**Task A**:
In the passage on pond communities, write out the text between "Jonathan M. Chase, WUSTL" and "their own accord.", inclusive.
**Task B**:
For each statement, answer yes or no according to the passage on pond communities, and quote the words of the passage that decide it. (i) Chase built 20 artificial ponds from tanks that each hold 300 gallons of water. (ii) Chase gave each pond different environmental conditions. (iii) Some ponds shared only between 10 and 20 percent of their species with other ponds.

**Selected passage**:
┄┄┄┄┄┄┄┄┄┄┄┄┄┄┄┄┄┄┄┄

An ecologist at Washington University in St. Louis has discovered that after ponds dry up through drought in a region, when they revive, the community of species in each pond tends to be very similar to one another, like so many suburban houses made of ticky tacky.
Jonathan M. Chase, WUSTL associate professor of biology in Arts & Sciences, and director of the university’s Tyson Research Center, created 20 artificial ponds out of tanks that hold 300 gallons of water. He made each pond community exactly the same in their environmental conditions, but varied the timing in which he added many species to the community — lots of species, especially dragonflies, water-bugs, frogs, and even algae, happily colonized the ponds on their own accord.
As the communities thrived, most of the ponds diverged from each other — some had only between 10 and 20 percent of species in common with other ponds. This factor was due to stochasticity, or randomness — a plant introduced by a seed dropped from a duck, a frog having a lucky day, for instance.

┄┄┄┄┄┄┄┄┄┄┄┄┄┄┄┄┄┄┄┄

**Material provided**:
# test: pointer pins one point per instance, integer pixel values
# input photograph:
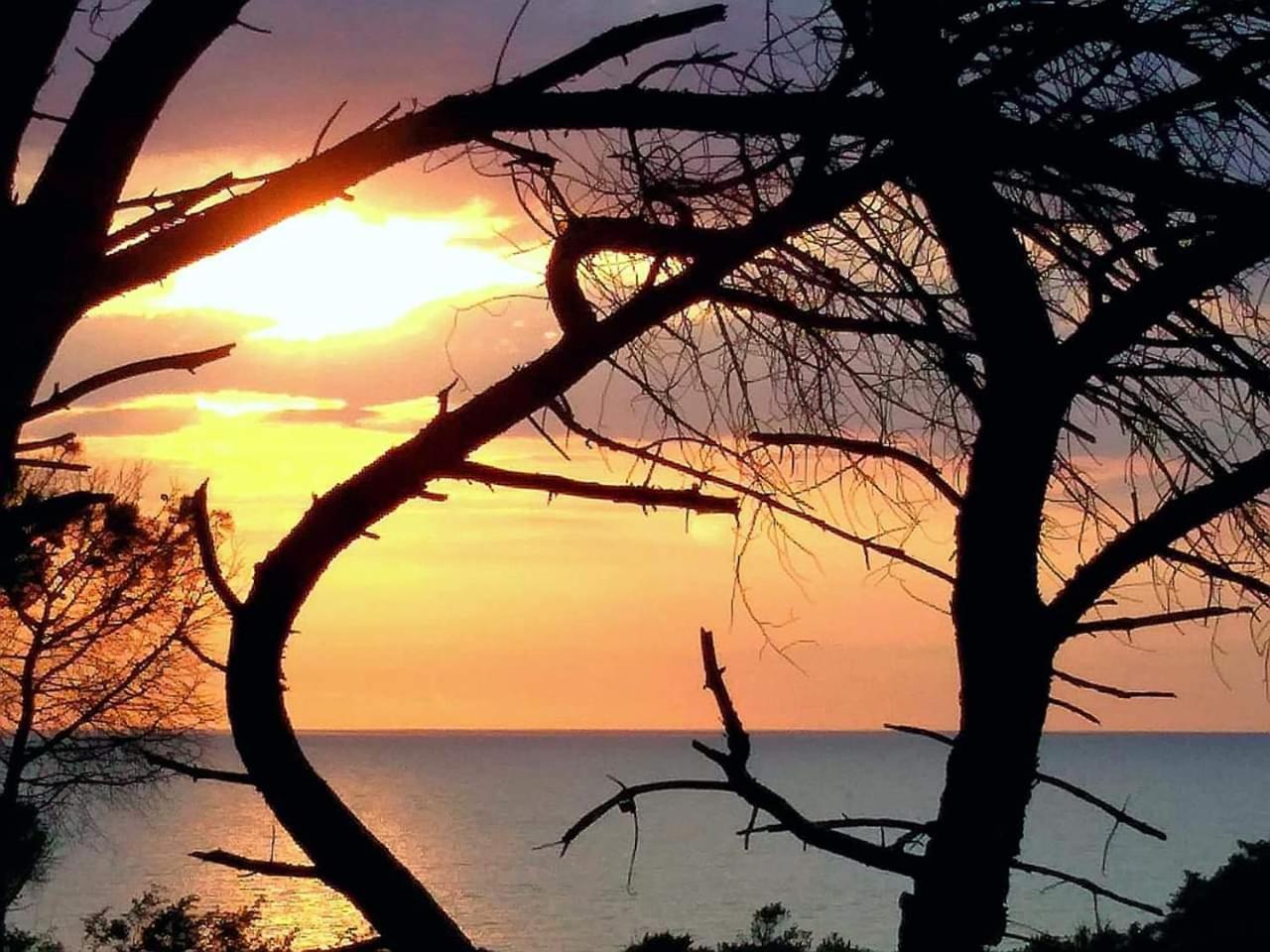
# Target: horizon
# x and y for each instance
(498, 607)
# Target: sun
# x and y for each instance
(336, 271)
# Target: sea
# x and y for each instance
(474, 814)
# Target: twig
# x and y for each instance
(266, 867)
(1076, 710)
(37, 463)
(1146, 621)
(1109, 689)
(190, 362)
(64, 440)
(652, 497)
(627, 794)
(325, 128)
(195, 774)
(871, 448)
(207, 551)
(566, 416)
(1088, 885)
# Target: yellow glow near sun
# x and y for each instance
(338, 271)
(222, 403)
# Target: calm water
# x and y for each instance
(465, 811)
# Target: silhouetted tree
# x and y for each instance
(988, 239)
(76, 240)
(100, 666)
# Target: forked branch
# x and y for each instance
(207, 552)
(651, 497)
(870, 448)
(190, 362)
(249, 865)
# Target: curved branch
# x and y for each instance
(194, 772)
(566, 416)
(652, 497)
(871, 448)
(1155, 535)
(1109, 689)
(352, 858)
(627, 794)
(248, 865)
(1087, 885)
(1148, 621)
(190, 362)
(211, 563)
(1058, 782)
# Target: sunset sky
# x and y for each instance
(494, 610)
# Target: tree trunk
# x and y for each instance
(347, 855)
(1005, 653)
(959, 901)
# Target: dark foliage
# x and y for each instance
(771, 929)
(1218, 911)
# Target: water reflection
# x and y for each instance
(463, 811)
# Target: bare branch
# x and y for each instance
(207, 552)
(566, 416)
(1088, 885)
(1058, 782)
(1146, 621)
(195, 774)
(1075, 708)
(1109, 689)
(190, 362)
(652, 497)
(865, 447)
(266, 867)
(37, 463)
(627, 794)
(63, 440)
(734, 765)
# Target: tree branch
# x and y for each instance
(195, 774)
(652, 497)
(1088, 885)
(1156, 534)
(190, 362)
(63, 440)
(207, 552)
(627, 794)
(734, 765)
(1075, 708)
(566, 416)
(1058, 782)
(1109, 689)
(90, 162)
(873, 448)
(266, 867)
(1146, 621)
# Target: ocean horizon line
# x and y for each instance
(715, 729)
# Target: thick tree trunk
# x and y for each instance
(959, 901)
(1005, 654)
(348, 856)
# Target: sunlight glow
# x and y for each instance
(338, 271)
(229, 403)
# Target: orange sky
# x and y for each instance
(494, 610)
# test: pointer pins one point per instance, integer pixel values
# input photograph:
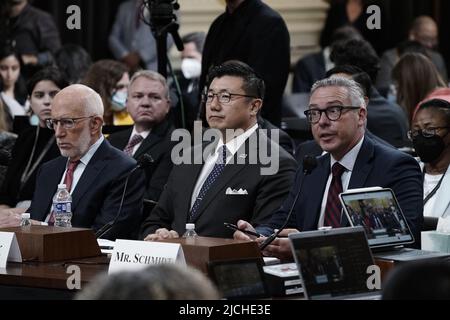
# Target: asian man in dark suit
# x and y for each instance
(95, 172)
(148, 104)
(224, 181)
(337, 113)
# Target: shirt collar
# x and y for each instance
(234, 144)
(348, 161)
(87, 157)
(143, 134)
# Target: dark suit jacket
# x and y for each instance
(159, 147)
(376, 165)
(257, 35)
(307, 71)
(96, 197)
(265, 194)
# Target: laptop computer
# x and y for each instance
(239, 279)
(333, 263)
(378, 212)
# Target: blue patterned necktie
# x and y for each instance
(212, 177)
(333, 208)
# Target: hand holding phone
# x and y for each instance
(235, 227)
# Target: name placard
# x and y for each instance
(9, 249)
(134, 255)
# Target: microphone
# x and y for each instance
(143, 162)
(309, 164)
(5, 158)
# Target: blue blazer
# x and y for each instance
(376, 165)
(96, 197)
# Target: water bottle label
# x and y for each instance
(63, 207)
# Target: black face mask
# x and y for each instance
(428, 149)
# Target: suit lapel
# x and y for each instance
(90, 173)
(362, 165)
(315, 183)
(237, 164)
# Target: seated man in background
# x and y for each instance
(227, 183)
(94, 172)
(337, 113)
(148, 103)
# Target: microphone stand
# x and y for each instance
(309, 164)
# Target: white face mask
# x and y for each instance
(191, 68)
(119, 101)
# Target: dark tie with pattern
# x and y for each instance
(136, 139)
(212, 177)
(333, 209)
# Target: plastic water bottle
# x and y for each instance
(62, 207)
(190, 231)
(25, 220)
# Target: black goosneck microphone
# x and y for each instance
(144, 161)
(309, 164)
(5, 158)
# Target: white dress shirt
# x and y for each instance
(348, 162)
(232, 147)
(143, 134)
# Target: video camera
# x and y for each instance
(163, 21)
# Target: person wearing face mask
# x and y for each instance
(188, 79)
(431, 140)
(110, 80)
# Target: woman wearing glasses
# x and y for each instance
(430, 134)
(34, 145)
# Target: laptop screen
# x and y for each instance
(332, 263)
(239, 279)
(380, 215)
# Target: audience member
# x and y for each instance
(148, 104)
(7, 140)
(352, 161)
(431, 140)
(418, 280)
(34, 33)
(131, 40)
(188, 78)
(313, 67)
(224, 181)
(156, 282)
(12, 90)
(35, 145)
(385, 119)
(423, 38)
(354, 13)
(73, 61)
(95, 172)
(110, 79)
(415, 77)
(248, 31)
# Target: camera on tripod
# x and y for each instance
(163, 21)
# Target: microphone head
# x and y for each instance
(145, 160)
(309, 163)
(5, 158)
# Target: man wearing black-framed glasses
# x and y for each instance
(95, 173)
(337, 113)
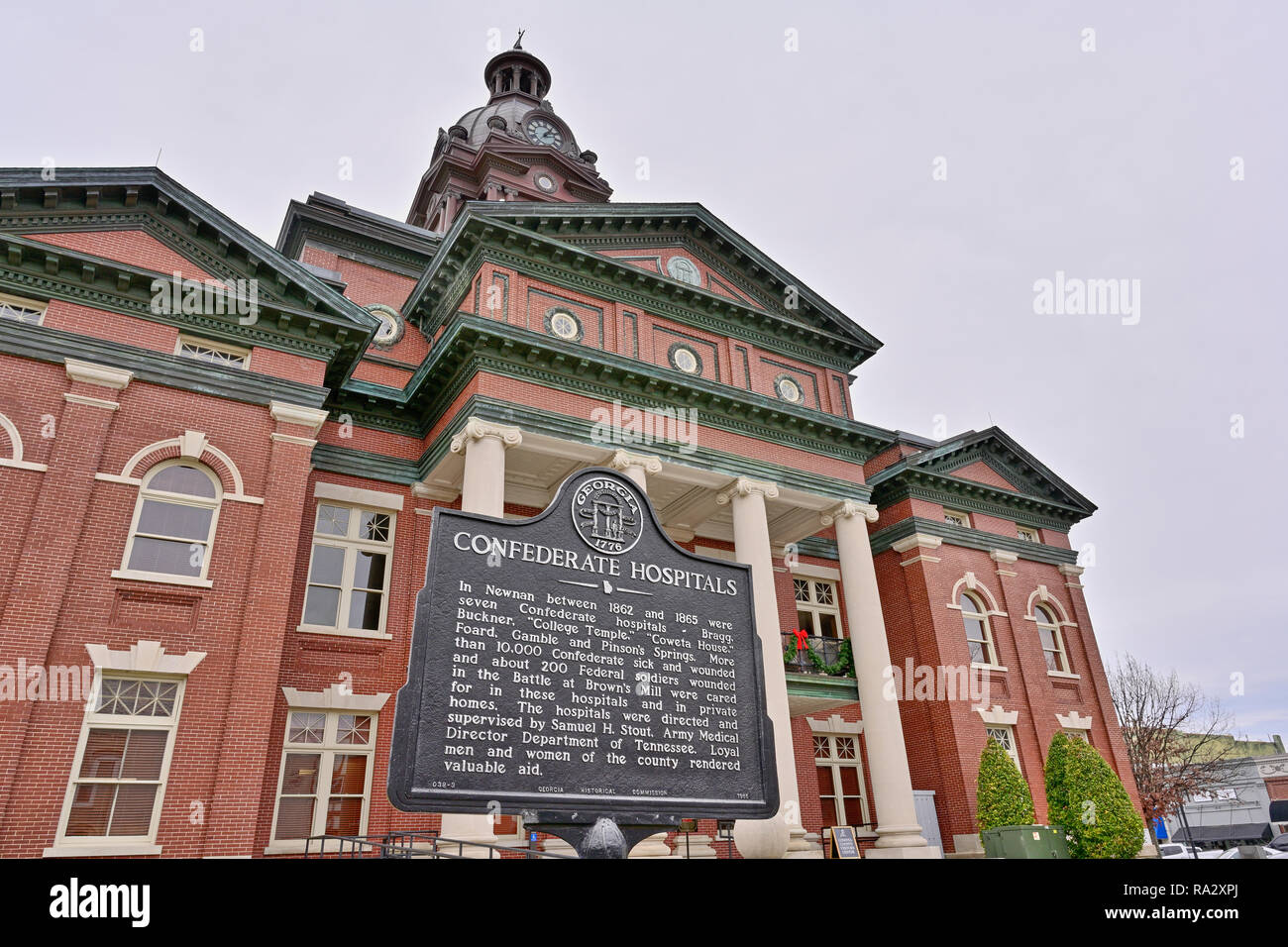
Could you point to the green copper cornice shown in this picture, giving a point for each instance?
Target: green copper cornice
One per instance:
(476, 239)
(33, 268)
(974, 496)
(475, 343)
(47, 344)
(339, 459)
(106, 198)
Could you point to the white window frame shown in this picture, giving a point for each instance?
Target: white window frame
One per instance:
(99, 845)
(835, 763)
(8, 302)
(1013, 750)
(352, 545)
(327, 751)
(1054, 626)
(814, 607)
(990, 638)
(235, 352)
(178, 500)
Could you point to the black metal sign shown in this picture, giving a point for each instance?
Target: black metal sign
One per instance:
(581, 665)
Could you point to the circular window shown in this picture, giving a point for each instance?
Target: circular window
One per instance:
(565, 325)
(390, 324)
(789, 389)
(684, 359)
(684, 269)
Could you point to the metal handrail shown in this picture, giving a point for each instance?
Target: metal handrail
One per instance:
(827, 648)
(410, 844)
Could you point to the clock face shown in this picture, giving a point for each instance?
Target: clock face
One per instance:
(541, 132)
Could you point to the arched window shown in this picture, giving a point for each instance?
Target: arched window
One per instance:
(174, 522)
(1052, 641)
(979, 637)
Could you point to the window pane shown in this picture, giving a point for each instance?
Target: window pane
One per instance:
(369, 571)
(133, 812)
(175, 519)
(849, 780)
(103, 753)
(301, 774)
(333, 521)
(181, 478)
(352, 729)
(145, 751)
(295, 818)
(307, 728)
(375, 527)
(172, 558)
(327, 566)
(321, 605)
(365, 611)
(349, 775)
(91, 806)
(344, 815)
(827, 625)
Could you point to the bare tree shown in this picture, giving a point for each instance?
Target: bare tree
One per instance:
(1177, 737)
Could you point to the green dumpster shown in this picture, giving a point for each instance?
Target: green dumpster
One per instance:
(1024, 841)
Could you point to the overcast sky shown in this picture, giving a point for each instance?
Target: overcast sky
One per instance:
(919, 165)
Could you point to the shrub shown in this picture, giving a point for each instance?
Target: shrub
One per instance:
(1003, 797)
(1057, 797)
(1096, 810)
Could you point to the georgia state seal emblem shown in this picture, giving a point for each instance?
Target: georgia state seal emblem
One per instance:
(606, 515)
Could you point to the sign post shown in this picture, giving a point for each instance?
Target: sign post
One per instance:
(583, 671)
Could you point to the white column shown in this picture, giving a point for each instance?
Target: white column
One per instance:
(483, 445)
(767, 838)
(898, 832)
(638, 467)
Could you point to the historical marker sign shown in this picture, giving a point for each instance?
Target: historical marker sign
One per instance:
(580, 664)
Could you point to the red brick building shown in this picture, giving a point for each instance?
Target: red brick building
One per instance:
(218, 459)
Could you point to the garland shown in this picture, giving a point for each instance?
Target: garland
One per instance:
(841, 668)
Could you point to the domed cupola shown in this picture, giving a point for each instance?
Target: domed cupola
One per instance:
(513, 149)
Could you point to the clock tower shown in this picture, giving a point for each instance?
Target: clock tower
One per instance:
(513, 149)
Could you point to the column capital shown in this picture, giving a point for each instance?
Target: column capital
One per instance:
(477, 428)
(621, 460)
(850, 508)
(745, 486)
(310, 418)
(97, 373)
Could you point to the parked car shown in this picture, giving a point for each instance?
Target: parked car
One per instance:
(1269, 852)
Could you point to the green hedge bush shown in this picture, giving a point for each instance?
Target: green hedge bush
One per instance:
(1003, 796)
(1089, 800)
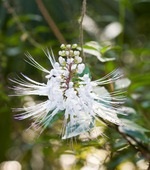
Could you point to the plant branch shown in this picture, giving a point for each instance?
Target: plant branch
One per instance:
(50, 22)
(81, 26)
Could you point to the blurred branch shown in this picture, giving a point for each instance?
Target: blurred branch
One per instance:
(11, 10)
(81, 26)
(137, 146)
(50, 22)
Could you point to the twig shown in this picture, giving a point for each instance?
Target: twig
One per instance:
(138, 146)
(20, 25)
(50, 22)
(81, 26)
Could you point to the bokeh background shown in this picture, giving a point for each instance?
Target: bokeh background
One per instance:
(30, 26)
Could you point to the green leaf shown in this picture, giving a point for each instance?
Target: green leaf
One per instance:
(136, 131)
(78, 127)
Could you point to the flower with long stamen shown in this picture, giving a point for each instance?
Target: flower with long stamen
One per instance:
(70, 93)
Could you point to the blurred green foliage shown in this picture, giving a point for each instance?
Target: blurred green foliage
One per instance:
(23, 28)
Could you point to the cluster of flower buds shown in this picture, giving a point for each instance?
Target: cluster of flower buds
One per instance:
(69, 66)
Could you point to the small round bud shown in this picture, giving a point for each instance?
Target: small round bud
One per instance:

┄┄┄┄┄┄┄┄┄┄┄┄┄┄┄┄┄┄┄┄

**Task output A**:
Jonathan M. Chase, WUSTL associate professor of biology in Arts & Sciences, and director of the university’s Tyson Research Center, created 20 artificial ponds out of tanks that hold 300 gallons of water. He made each pond community exactly the same in their environmental conditions, but varied the timing in which he added many species to the community — lots of species, especially dragonflies, water-bugs, frogs, and even algae, happily colonized the ponds on their own accord.

**Task output B**:
(i) Yes: "created 20 artificial ponds out of tanks that hold 300 gallons of water"
(ii) No: "He made each pond community exactly the same in their environmental conditions"
(iii) Yes: "some had only between 10 and 20 percent of species in common with other ponds"